» 練習問題:
**A.** 右手関節尺側の痛みの症例では、タオルをどのように絞ると痛みが出ますか?
**B.** 右手関節尺側の痛みの症例の文章を、最後の文の後から引き継いで書き進めてください。

» 本文:
+ + +

右手関節尺側の痛み、タオルの絞り方で痛かったり痛くなかったり?
糸島こどもとおとなのクリニックから不定期にお届けする症例ファイル。今回は糸島名物かき小屋で働いておられる60代女性のお話です。
思い当たることはといえば、2ヶ月ほど前に畑を耕す作業をした事くらいですが、その時から痛かったわけではないようです。それから2週間ほどした頃から雑巾絞りのような動作で右手関節尺側痛を覚えるようになりました。今はかき小屋のお仕事で、右手で2kgほどの荷物を右手で抱えて運んだりするようですが、この時には痛みはありません。タオルを絞る時も絞り方で痛かったり痛くなかったりするようで、右手掌を上向きにして前腕を回外するようにタオルを絞ると右手関節の尺側に痛みがありますが、同じタオルを絞るのでも右手掌を外側に向けて前腕を回内するように絞っても痛みは出ません。
日常的にはあまり趣味という趣味はないようですが、テレビは比較的長く見るそうで、一日4〜5時間はソファに座るか、床でソファにもたれて見るとのこと。

+ + +

» データ:

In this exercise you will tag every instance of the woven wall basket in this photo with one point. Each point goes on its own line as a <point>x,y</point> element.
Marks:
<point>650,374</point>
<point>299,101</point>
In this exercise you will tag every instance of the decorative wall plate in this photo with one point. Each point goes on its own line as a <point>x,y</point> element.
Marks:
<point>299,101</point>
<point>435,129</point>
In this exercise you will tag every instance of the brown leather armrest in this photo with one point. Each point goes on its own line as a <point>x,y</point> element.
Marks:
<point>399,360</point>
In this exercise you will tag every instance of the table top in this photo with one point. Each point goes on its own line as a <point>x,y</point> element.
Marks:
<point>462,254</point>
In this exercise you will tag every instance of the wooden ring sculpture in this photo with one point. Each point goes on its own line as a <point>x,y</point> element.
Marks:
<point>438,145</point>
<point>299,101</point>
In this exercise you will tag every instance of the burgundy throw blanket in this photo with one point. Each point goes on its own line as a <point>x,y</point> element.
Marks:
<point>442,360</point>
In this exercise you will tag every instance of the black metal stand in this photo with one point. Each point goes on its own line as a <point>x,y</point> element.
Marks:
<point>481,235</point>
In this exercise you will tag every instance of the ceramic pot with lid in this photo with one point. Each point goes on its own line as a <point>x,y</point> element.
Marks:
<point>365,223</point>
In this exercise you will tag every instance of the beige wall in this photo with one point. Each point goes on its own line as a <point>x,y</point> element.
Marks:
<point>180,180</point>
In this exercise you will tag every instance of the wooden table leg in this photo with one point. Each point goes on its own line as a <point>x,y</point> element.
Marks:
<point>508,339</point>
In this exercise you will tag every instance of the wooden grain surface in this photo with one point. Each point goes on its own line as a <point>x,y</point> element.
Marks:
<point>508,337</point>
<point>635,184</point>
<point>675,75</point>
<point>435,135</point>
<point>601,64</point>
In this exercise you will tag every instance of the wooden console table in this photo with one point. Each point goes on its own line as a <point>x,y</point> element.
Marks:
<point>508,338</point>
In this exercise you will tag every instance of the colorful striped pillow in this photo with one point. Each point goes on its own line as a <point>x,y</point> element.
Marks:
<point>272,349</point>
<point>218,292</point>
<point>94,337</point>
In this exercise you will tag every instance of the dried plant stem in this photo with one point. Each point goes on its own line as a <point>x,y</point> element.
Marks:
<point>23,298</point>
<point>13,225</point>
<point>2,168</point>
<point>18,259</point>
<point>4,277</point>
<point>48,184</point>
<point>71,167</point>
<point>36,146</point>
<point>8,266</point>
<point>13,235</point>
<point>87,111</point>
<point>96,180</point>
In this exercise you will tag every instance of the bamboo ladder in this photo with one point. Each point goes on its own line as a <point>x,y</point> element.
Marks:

+ + +

» 解答例:
**A.** 右手掌を上向きにして前腕を回外するように絞ると、右手関節の尺側に痛みが出ます。

**B.**
ここを聞き出した時にビーンとくる方も多いかもしれませんが、決めつけは禁物ですw
といいつつ、やはり疑ってはいますので、単純X線写真は右手関節に加えて頚椎も撮影します。
第5・6頚椎に変性と軽度の不安定性を認めますが、メカニカルな評価が禁忌となるほどのものではありません。
さて、ベースラインを設定するためにタオル絞り動作を実際にやっていただきます。
確かにぐ〜っと絞りきったあたりで右手関節尺側にVAS 5/10の疼痛が出ます。
もう一度同じ絞り方をしてもらい、二回目も同じように痛みが出ることを確認します。
痛みの部位は尺側手根屈筋腱付着部周囲(右手関節の小指側)にあり、この部位を押すと多少圧痛もあるようです。
拳を作っていただき、抵抗して手関節を屈曲あるいは回外していただくと先程と同じ手関節尺側にVAS 3/10の痛みを覚えることを確認できました。
ここまで来ると、尺側手根屈筋腱の腱付着部周囲の評価をさらに進めたくなるかもしれませんが、マッケンジー法では…そう、頚椎からですね!
姿勢をみると、頭が前に出た悪い姿勢であることがわかります。
(Protruded head +)
まずは姿勢を矯正して保持すること1分。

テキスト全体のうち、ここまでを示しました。